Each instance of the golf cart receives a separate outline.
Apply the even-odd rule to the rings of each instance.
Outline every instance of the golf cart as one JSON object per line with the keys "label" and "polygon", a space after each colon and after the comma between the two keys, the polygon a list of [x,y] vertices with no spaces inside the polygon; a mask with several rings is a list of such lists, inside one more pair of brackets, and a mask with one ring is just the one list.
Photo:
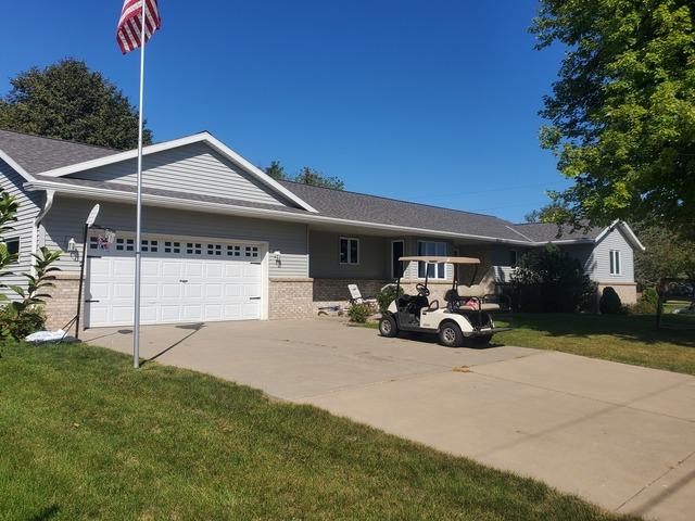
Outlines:
{"label": "golf cart", "polygon": [[[500,310],[500,304],[485,302],[494,295],[468,296],[460,295],[458,284],[459,266],[475,266],[470,284],[473,284],[478,274],[479,258],[471,257],[440,257],[417,256],[401,257],[401,262],[430,264],[453,264],[454,280],[452,288],[444,295],[444,303],[430,301],[430,290],[427,287],[429,269],[426,269],[425,283],[416,284],[417,295],[400,295],[391,303],[387,313],[379,321],[379,332],[382,336],[395,336],[400,331],[439,334],[440,343],[448,347],[464,344],[484,346],[490,343],[492,335],[509,328],[495,328],[490,315]],[[401,277],[396,281],[396,295],[400,294]]]}

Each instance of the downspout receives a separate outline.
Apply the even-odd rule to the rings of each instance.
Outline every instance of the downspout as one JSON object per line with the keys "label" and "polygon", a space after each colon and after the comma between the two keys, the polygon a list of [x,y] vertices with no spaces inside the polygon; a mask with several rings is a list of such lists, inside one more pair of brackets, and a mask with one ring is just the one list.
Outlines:
{"label": "downspout", "polygon": [[36,258],[34,255],[39,251],[39,226],[41,226],[41,220],[43,220],[46,214],[48,214],[51,206],[53,206],[54,195],[55,190],[46,190],[46,202],[43,203],[43,208],[41,208],[34,219],[34,226],[31,227],[31,275],[36,275]]}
──────────
Recast the rows above as a JSON list of strings with one string for each line. Skip blank lines and leave the pictures out of the answer.

**EXERCISE OUTPUT**
[
  "Each instance of the golf cart receives a separate outline.",
  "Apply the even-odd rule to the rings of each instance.",
  "Outline every instance of the golf cart as one JSON object per line with the keys \"label\" and \"polygon\", a space after each colon and after the comma between the two keys, the polygon a list of [x,y] vertices with no spaces inside the polygon; a mask with several rings is a list of such lists, inside one more pair of brackets, and a mask with one ring is just the one list.",
  "Photo:",
  "Outlines:",
  "{\"label\": \"golf cart\", \"polygon\": [[[500,310],[500,304],[485,302],[494,295],[468,296],[460,295],[458,284],[459,266],[475,266],[470,284],[473,284],[478,274],[479,258],[471,257],[440,257],[417,256],[401,257],[401,262],[430,264],[453,264],[454,280],[452,288],[444,295],[444,303],[430,301],[430,290],[427,287],[429,269],[426,269],[425,283],[416,284],[417,295],[400,295],[391,303],[387,313],[379,321],[379,332],[382,336],[395,336],[400,331],[439,334],[440,343],[448,347],[464,344],[484,346],[490,343],[492,335],[509,328],[495,328],[490,315]],[[401,277],[396,281],[396,295],[400,294]]]}",
  "Each instance of the downspout receives a separate outline.",
  "Apply the even-odd rule to the rings of each instance.",
  "Outline every instance of the downspout as one JSON object per line with the keys \"label\" and \"polygon\", a space after each colon and after the comma between the two keys, the polygon a list of [x,y] vertices with no spaces inside the polygon; a mask with several rings is a list of such lists, inside one more pair of brackets, and a mask with one ring is just the one list.",
  "Outlines:",
  "{\"label\": \"downspout\", \"polygon\": [[36,258],[34,255],[39,251],[39,226],[41,226],[41,220],[43,220],[46,214],[48,214],[51,206],[53,206],[54,195],[55,190],[46,190],[46,202],[43,203],[43,208],[41,208],[34,219],[34,226],[31,227],[31,275],[36,275]]}"
]